__作業の指示 A__:
次の(i)〜(iii)は、コンタクトレンズの記事の内容と合っていますか。それぞれ「はい」か「いいえ」で答え、決め手になった記事の言葉をそのまま引用してください。
(i) 竹内勉先生は、北海道岩見沢市にある眼科医院の先生である。
(ii) 竹内眼科医院は、約20年にわたって地域の目の健康を支えてきた。
(iii) コンタクトレンズは、いつでもどこでも気軽に買えるようになった。
__作業の指示 B__: コンタクトレンズの記事によると、竹内勉先生が特に力を入れてきたのは何ですか。
__作業の指示 C__: コンタクトレンズの記事の続きを、最後の「こちらこそ、よろしくお願いします。」の後から書いてください。

__元の文章__:

いまや視力の矯正だけでなく、ファッションや美容の一部としても私たちの日常に浸透しているコンタクトレンズ。いつでもどこでも気軽に買えるようになった反面、誤った使い方や安易な購入によって、目の健康に深刻なトラブルを招くケースも少なくありません。
今回は、約40年にわたり地域の目の健康を支え、特にコンタクト診療に力を入れてこられた北海道・岩見沢市「医療法人社団 竹内眼科医院」の竹内勉先生にお話を伺いました。
お話を聞いたのは
そのコンタクト、本当にあなたの目に合っていますか?

──本日はお忙しい中、お時間をいただきありがとうございます。コンタクトレンズの正しい管理方法をはじめ、さまざまな視点からお話を伺えればと思います。よろしくお願いいたします。
こちらこそ、よろしくお願いします。

(自然言語による物体の位置特定データ)
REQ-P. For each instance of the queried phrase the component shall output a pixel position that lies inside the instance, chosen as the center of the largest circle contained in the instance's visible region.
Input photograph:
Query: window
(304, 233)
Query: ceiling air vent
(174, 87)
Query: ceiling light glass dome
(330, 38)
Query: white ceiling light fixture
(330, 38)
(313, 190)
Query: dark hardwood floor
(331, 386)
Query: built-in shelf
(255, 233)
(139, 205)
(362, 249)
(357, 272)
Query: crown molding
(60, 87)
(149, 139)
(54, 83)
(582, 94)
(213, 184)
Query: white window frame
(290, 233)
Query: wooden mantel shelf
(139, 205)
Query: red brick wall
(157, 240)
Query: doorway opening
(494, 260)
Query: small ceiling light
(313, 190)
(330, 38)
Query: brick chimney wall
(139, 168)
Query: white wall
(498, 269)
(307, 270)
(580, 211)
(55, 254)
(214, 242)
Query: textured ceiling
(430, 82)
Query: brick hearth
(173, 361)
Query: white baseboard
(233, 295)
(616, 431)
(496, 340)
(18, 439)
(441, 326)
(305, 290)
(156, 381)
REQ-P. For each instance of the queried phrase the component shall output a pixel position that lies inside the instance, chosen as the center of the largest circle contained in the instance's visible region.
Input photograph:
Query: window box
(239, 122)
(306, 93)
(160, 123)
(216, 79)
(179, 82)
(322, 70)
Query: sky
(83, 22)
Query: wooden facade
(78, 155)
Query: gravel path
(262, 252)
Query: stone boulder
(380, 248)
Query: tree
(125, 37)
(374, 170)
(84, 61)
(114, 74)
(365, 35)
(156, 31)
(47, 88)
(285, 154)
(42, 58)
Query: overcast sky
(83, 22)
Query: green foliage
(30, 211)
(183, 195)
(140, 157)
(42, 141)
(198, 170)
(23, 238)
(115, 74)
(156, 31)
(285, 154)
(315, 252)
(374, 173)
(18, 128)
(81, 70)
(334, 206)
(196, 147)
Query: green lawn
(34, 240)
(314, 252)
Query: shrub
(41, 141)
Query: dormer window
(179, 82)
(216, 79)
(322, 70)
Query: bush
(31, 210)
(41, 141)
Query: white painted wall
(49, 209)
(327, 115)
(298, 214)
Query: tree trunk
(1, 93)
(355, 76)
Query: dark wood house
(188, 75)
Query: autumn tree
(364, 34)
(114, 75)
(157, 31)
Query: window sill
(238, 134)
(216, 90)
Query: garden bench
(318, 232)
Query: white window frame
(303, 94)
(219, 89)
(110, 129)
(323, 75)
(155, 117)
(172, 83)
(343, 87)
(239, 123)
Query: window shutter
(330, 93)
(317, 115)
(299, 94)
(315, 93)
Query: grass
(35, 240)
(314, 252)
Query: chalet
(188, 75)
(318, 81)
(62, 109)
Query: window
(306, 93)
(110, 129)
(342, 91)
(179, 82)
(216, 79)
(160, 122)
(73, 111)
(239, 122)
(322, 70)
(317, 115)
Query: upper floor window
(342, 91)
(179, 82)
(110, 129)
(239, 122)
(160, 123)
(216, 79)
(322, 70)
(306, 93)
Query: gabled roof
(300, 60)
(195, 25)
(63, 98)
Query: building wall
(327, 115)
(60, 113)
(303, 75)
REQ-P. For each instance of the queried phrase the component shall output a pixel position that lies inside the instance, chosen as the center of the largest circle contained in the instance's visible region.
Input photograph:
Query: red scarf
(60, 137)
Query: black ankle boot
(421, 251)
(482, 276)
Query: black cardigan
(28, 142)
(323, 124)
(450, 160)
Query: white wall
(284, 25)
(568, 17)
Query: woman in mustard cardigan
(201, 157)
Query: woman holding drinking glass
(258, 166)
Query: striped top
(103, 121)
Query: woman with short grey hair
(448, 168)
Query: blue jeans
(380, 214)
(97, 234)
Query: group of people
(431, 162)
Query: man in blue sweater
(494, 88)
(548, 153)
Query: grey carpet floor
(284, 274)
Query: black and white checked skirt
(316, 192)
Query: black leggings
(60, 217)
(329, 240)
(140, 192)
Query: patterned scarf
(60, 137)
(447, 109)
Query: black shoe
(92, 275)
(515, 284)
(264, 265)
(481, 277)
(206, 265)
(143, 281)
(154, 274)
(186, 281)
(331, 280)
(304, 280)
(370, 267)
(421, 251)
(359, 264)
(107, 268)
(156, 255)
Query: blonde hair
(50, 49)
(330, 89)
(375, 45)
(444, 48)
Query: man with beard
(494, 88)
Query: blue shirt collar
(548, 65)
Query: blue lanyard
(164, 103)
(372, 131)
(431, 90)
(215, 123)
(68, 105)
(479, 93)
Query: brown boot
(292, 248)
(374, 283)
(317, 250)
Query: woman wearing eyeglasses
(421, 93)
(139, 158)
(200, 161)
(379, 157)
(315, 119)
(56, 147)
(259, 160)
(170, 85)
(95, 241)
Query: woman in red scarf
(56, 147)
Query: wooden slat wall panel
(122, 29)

__結果 A__:
(i) はい。「北海道・岩見沢市「医療法人社団 竹内眼科医院」の竹内勉先生」
(ii) いいえ。「約40年にわたり地域の目の健康を支え」
(iii) はい。「いつでもどこでも気軽に買えるようになった」

__結果 B__: コンタクト診療です。

__結果 C__:
──まず、コンタクトレンズに関してよく耳にするのが「レンズを新しいものに変えた直後に目が充血してしまった」というお悩みです。その原因としては何が考えられますか?
「コンタクトレンズが自分の目に合っていない」というのが主な原因ですね。
一番多いのは、フィッティングがきつすぎる場合です。ちょっとタイトな装用感というか。そうすると角膜に負担がかかって、充血しやすくなります。あとは、コンタクトの素材に対してアレルギーが出る方もいらっしゃいます。
──では、どのようにして「自分に合う」コンタクトを選べばよいのでしょうか?
ご自身の装用感もひとつの指標にはなりますが、それだけで判断するのは避けていただきたいところです。
眼科では、テストレンズを装着して、実際に黒目の上での動きやフィット感を確認しながら、その人に適したコンタクトレンズを選んでいます。あわせて視力の検査も行い、総合的に「その人の目に合っているか」を丁寧に見極めています。
──最近だと、眼科に行かずに自分で購入する方も多いと聞きます。
そう、それが危ないんですよね。なんとなく「これでいいや」と決めてしまう人も多いけれど、それでは本当に自分の目に合っているかはわかりません。
最近はどこでも気軽にコンタクトが買える時代ですが、最初のフィッティングを眼科でしっかり確認しておかないと、あとでトラブルを引き起こす原因になります。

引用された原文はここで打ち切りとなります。